* **Выбранный отрывок**
┌──

Предлагаю совершить еще один хронологический экскурс по этим документам.
Первый, из известных на сегодня, документ, где мы встречаем его имя, это прошение «малолетнего Александра Грибоедова» от 19 июня 1799 г. в палату гражданского суда города Владимира при оформлении купчей на сельцо Сушнёво в Покровском уезде Владимирской губернии, которое его бабушка по отцу, Прасковья Васильевна Грибоедова, каким-то образом передавала внуку. Документ содержит просьбу «допросить об этом его бабку при свидетелях». Он написан писарем, а подписи на нем поставили, «за неумением грамоте и писать» «малолетнего Грибоедова», коллежский советник М. С. Бенедиктов и капитан Е. И. Палицын.
Документ этот порождает многие вопросы и потому нуждается в дополнительном изучении: если имение Сушнёво — подарок (а бабушка Прасковья Васильевна вроде бы подарила по маленькому имению обоим своим внукам, Марии — деревню Сущёво), то почему он оформлен купчей? Возможно, родители Сергея Ивановича были посвящены в тайну рождения Александра Сергеевича, который как незаконный ребенок мог владеть собственностью, но не имел права наследовать фамильные владения? Почему суд требует подтверждения этого акта через допрос? Все это предстоит выяснить. Судить же о возрасте А.С. на основании этого документа нет возможности, пять или девять лет ему в момент написания «прошения», он все равно «малолетний Грибоедов».

└──

* **Строки набора данных**
┌──

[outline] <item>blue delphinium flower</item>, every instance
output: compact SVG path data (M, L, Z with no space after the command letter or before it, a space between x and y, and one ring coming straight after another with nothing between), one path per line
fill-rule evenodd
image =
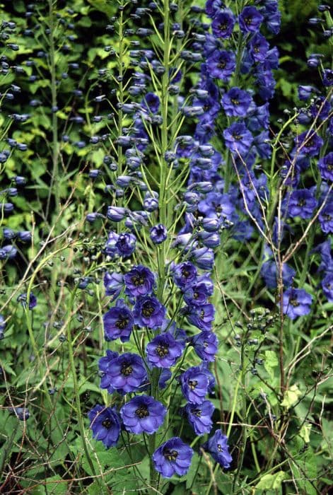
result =
M187 404L185 410L196 435L201 436L210 432L213 425L211 417L214 407L209 400L204 400L198 405Z
M253 136L243 122L233 122L223 131L226 146L232 153L246 155L251 147Z
M324 144L322 139L314 131L305 131L297 136L294 141L299 151L310 156L316 156Z
M289 216L310 219L317 206L317 200L308 189L299 189L286 198L283 206L287 209Z
M227 83L236 67L235 54L226 50L215 50L208 57L206 64L211 77Z
M166 332L157 335L147 344L147 359L153 366L170 368L180 357L183 350L184 345Z
M229 453L228 438L221 430L217 430L206 443L204 448L209 451L213 459L224 469L230 467L233 458Z
M180 380L185 399L191 404L202 404L209 387L209 377L204 371L192 366L180 375Z
M142 359L129 352L116 357L110 354L107 359L102 358L99 361L99 367L104 373L100 388L107 389L109 393L114 390L122 394L139 392L148 379Z
M148 395L137 395L120 409L120 416L127 431L148 435L157 431L163 424L166 407Z
M175 436L158 447L153 454L154 467L165 478L173 474L184 476L189 470L193 450Z
M187 308L188 321L201 330L210 330L214 320L215 308L207 303L201 306L191 306Z
M137 298L133 313L136 325L156 330L164 321L165 308L155 296L143 296Z
M333 151L319 160L318 168L324 180L333 182Z
M213 332L204 330L191 339L194 351L203 361L213 361L217 353L218 340Z
M240 88L231 88L222 96L221 103L228 117L245 117L251 104L252 98Z
M312 298L303 289L287 289L284 292L283 311L291 320L308 315Z
M245 7L238 17L240 28L242 33L257 33L264 17L255 7Z
M137 297L151 294L155 286L155 275L142 264L138 264L124 276L126 293Z
M114 308L103 315L105 340L120 339L122 342L129 340L134 317L123 299L119 299Z
M190 286L197 278L197 269L190 262L185 261L173 267L175 284L181 289Z
M216 37L228 38L235 25L235 16L230 8L223 8L214 17L211 23L213 35Z
M120 421L115 409L97 404L88 416L93 438L100 440L107 448L117 445L120 435Z
M17 249L15 246L8 244L0 248L0 260L12 260L17 255Z
M323 278L321 285L322 291L327 298L327 301L329 303L333 303L333 272L332 273L328 273Z
M158 223L150 230L151 239L154 244L161 244L168 237L167 229L162 223Z
M184 291L184 301L189 305L200 306L207 302L207 298L213 294L214 285L206 275L198 277L195 284Z

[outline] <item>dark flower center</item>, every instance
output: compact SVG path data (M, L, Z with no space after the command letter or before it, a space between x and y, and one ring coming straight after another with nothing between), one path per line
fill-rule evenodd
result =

└──

* **Что требуется**
Перепечатайте из отрывка о Грибоедове часть, которая начинается словами «Предлагаю совершить еще» и заканчивается словами «Е. И. Палицын.». Пожалуйста, опирайтесь только на отрывок о Грибоедове.

* **Ответ на задание**
Предлагаю совершить еще один хронологический экскурс по этим документам.
Первый, из известных на сегодня, документ, где мы встречаем его имя, это прошение «малолетнего Александра Грибоедова» от 19 июня 1799 г. в палату гражданского суда города Владимира при оформлении купчей на сельцо Сушнёво в Покровском уезде Владимирской губернии, которое его бабушка по отцу, Прасковья Васильевна Грибоедова, каким-то образом передавала внуку. Документ содержит просьбу «допросить об этом его бабку при свидетелях». Он написан писарем, а подписи на нем поставили, «за неумением грамоте и писать» «малолетнего Грибоедова», коллежский советник М. С. Бенедиктов и капитан Е. И. Палицын.